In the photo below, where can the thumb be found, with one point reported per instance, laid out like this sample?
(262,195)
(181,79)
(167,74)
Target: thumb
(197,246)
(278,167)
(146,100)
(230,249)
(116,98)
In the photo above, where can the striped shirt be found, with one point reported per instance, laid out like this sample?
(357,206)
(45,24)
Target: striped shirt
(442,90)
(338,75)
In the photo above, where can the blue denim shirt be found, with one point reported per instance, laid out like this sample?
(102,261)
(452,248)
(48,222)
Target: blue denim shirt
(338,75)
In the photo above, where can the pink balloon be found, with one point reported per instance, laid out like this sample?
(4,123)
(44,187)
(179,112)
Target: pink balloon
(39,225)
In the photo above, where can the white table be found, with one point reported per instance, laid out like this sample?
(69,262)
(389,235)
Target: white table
^^^^^^^^^^^^^^^^
Search the preceding listing for "instance" and extract every line where it is found.

In the photo below, where can the thumb be found, with one point reported per instance, laid out like this sample?
In the photo above, where can the striped shirt be found, with one point reported per instance, laid out like this sample?
In the photo above, where can the blue denim shirt be found, with one point reported per instance, laid out like this sample?
In the photo above, where can the pink balloon be found, with one point reported per instance, laid out like this sample?
In the photo above, where can the white table be found, with one point reported per instance, laid out like this sample?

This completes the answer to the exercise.